Write each line exactly, from the line that holds "Spot the white window" through the final line of the material, and no other line.

[start Recorded data]

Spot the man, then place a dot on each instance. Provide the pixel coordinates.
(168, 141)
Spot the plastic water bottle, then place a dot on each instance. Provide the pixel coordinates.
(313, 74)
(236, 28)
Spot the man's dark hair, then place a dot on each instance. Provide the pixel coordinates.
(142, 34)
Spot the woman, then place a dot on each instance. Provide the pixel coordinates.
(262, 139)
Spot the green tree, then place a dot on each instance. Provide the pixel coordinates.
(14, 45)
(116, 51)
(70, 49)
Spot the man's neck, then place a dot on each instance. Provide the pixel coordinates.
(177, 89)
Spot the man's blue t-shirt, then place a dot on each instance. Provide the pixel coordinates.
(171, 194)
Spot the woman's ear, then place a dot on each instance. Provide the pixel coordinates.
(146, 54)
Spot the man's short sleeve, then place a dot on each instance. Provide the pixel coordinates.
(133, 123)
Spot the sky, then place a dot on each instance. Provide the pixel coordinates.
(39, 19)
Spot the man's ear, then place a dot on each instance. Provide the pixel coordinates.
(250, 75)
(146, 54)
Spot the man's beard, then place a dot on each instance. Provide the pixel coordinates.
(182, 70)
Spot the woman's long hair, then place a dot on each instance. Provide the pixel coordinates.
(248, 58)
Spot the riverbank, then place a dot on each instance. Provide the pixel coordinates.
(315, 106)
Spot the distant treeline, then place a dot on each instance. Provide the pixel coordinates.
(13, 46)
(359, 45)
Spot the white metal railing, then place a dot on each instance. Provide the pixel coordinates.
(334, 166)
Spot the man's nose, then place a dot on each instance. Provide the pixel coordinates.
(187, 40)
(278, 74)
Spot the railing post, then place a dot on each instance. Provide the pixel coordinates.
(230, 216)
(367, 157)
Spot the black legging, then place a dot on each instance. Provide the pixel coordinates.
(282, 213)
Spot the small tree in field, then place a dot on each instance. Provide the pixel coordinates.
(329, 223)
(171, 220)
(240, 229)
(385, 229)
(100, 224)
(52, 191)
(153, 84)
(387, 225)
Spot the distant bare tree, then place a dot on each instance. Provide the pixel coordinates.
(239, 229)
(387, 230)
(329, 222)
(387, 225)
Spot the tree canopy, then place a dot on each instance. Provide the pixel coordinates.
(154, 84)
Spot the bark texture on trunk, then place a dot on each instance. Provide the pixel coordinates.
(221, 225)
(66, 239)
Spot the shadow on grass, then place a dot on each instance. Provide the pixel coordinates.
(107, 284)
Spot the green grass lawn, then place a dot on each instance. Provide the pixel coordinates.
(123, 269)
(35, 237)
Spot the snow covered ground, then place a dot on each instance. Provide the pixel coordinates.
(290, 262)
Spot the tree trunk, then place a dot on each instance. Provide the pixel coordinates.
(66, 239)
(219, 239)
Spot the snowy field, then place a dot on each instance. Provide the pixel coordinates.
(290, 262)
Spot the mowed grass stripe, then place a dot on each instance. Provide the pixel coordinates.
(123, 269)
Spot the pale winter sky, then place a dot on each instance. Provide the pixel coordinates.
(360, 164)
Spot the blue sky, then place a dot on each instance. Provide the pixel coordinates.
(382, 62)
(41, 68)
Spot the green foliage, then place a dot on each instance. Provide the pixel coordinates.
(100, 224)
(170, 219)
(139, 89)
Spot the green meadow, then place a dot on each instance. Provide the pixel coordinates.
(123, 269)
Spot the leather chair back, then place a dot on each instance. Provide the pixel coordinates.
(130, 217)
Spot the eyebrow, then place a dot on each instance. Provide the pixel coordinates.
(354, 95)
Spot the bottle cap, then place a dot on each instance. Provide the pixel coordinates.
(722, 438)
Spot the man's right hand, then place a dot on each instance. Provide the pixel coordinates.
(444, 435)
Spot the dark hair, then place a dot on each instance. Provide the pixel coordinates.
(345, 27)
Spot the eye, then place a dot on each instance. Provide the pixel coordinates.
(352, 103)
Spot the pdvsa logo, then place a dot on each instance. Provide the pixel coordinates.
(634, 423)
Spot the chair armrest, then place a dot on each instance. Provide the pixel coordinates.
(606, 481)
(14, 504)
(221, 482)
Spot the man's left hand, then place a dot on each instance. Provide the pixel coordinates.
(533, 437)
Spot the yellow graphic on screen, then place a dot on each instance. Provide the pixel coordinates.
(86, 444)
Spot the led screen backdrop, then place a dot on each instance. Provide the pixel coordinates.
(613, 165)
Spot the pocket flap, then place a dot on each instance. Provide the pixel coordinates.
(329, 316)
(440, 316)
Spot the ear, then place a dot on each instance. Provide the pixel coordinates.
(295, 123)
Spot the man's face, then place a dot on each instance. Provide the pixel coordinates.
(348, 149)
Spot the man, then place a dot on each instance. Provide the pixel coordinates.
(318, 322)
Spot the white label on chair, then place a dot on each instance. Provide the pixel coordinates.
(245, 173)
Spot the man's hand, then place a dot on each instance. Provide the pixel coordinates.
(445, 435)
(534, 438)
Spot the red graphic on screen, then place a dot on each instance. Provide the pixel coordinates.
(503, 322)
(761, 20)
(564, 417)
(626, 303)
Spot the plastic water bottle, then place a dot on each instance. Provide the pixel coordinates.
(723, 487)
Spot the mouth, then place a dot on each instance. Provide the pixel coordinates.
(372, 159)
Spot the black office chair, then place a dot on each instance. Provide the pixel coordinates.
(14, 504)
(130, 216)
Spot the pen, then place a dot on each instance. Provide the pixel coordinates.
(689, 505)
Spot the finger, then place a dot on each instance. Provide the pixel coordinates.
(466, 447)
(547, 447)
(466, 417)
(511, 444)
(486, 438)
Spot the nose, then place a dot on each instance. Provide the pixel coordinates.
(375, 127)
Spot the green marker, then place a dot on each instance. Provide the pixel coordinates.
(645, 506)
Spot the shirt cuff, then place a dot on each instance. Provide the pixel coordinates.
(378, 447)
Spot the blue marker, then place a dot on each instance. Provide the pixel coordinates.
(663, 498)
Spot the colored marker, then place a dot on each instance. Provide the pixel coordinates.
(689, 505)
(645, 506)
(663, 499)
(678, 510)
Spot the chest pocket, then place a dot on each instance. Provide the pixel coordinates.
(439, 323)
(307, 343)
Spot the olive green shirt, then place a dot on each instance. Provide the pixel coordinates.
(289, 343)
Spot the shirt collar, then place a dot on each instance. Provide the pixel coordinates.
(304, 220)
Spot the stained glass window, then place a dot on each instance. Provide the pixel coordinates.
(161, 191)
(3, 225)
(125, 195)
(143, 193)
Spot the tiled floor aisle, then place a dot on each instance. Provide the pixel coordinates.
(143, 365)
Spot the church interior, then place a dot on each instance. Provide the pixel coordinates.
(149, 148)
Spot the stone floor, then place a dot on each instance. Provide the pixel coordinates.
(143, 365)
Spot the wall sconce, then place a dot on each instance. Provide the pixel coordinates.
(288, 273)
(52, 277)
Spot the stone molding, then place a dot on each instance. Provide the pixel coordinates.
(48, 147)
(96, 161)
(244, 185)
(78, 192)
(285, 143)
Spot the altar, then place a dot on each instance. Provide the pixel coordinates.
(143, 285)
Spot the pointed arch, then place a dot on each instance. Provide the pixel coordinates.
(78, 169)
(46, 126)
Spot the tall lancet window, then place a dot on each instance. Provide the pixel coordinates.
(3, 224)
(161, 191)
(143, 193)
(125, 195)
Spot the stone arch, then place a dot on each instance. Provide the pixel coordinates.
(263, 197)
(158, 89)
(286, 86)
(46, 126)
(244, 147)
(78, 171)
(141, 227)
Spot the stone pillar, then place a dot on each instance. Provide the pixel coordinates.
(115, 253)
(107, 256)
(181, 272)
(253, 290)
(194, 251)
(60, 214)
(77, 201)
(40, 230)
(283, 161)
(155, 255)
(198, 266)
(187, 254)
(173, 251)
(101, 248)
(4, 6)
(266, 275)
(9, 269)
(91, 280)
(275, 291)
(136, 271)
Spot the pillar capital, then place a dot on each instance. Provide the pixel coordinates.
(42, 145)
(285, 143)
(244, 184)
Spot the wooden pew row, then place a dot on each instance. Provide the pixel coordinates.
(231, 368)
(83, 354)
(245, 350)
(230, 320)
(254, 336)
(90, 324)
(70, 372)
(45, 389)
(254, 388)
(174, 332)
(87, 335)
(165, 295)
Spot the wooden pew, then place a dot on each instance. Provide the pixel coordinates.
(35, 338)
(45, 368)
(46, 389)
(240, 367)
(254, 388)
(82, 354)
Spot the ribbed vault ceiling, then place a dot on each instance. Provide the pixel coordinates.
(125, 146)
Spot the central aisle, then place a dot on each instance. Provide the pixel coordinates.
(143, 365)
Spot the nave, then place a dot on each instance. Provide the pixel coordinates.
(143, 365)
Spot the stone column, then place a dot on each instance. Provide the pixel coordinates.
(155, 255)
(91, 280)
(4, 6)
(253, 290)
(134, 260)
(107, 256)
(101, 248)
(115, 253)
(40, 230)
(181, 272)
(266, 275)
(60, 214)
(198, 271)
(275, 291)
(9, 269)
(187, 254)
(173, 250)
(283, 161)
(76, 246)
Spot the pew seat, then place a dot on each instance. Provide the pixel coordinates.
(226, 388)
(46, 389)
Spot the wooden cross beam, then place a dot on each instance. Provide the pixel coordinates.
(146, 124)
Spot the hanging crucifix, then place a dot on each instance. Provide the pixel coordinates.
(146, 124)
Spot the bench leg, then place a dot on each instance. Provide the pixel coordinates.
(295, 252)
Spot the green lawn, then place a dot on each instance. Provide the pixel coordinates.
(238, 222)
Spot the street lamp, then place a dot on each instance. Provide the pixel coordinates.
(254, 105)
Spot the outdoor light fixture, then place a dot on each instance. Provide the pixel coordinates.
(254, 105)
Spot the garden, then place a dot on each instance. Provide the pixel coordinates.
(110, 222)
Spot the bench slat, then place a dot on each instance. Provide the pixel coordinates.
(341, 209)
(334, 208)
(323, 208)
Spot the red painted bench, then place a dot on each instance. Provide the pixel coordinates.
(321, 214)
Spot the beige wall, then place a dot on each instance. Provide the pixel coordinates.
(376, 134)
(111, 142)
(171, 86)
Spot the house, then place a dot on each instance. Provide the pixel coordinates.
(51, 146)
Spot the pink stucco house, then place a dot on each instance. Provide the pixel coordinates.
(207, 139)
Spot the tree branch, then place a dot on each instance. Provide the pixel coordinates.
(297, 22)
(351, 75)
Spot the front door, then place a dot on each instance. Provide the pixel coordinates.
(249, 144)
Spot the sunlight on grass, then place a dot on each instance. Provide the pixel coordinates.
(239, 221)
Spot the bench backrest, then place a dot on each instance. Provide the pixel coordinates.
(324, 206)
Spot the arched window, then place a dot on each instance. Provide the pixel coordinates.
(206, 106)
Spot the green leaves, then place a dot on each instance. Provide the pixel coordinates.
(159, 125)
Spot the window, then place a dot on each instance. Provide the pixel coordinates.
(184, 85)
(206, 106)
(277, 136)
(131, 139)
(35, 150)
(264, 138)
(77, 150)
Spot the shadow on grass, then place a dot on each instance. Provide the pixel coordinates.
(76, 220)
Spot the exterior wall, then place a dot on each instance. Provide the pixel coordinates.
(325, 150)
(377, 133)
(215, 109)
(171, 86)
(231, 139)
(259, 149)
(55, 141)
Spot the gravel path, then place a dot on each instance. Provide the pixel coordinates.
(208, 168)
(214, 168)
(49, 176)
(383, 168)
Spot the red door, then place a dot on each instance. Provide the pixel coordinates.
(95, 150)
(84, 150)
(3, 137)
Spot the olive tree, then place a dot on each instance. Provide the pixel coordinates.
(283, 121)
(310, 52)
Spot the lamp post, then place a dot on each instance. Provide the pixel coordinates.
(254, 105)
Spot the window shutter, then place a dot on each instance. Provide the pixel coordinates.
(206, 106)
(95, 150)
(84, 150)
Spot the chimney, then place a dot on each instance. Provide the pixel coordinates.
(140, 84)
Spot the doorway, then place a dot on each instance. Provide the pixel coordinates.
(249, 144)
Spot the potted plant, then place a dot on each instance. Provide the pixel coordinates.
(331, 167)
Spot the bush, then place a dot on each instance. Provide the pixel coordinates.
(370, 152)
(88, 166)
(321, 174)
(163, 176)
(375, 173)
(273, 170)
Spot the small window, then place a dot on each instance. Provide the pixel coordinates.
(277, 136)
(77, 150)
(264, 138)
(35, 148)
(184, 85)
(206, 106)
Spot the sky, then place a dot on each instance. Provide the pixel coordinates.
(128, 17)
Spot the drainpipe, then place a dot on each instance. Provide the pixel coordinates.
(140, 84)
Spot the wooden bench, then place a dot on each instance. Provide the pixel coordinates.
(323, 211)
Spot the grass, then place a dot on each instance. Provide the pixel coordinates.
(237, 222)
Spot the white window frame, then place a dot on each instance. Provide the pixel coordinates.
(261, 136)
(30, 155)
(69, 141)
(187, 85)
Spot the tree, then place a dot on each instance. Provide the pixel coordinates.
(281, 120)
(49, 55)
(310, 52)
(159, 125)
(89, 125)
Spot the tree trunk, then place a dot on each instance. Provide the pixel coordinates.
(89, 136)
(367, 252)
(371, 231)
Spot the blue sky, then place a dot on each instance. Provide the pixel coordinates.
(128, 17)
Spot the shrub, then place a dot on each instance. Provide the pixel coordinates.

[end Recorded data]

▸ Solution to this task
Spot the white window frame, then place a dot on each instance. Provide the pixel coordinates.
(261, 136)
(30, 155)
(69, 141)
(187, 85)
Spot the tree, then place a dot on each instance. Provide the pixel coordinates.
(281, 120)
(49, 55)
(310, 52)
(159, 125)
(89, 125)
Spot the tree trunk, then place a dot on each instance. Provide the pixel coordinates.
(89, 136)
(367, 252)
(371, 231)
Spot the blue sky, then place a dot on each instance. Provide the pixel coordinates.
(128, 17)
Spot the shrub, then place a dot on each instance. Provide the pixel coordinates.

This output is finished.